## SUPPLIED TEXT
Receiving Chunked HTTP Data With Winsock
Asked Answered
C

2

5

I'm having trouble reading in some chunked HTTP response data using winsock. I send a request fine and get the following back:

HTTP/1.1 200 OK
Server: LMAX/1.0
Content-Type: text/xml; charset=utf-8
Transfer-Encoding: chunked
Date: Mon, 29 Aug 2011 16:22:19 GMT

using winsock recv. At this point however it just hangs. I have the listener running in an infinite loop but nothing is ever picked up.

I think it's a C++ issue but it could also be related to the fact that I pushing the connection through stunnel to wrap it up inside HTTPS. I have a test application using some libs in C# which works perfectly through stunnel. I'm confused as to why my loop is not receiving the C++ chunked data after the initial recv.

This is the loop in question...it is called after the chunked ok response above...

while(true)
{
    recvBuf= (char*)calloc(DEFAULT_BUFLEN, sizeof(char)); 
    iRes = recv(ConnectSocket, recvBuf, DEFAULT_BUFLEN, 0);
    cout << WSAGetLastError() << endl;
    cout << "Recv: " << recvBuf << endl;
    if (iRes==SOCKET_ERROR)

## SOURCE MATERIAL
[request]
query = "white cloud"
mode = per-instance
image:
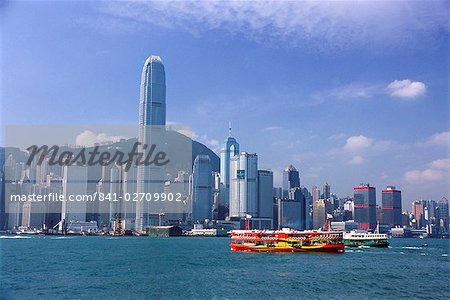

## TASK DESCRIPTION
Continue the Winsock chunked-data question above from its last line.

## RESULT OF THIS TASK
    {
        cout << recvBuf << endl;
        err = WSAGetLastError();
        wprintf(L"WSARecv failed with error: %d\n", err);
        break;
    }     

}

Any ideas?

Crucifer answered 29/8, 2011 at 16:27 Comment(4)
I'd suggest you change your code to not allocate in the loop, otherwise you're leaking memory, one DEFAULT_BUFLEN at a time. Also, what's the stop condition for the loop? and is it possible that you are consuming the data before reaching this recv?Cistaceous
Yeah I understand that it's leaking memory but I'm not too fussed about that right now. I can easily switch it to memset. I do a print after every receive which would indicate that the data is never arriving.Crucifer
It might help if you post the code before this bit, to see if you are accidentally consuming the data. also, note that recvBuf is never modified if recv returns an error, so printing that is pointless.Cistaceous
cout << recvBuf is dangerous; if you fill the buffer then it's not going to be NULL-terminated.Germander
O
10

You need to change your reading code. You cannot read chunked data using a fixed-length buffer like you are trying to do. The data is sent in variable-length chunks, where each chunk has a header that specifies the actual length of the chunk in bytes, and the final chunk of the data has a length of 0. You need to read the chunked headers in order to process the chunks properly. Please read RFC 2616 Section 3.6.1. Your logic needs to be more like the following pseudo-code:

send request;

status = recv() a line of text until CRLF;
parse status as needed;
response-code = extract response-code from status;
response-version = extract response-version from status;

do
{
    line = recv() a line of text until CRLF;
    if (line is blank)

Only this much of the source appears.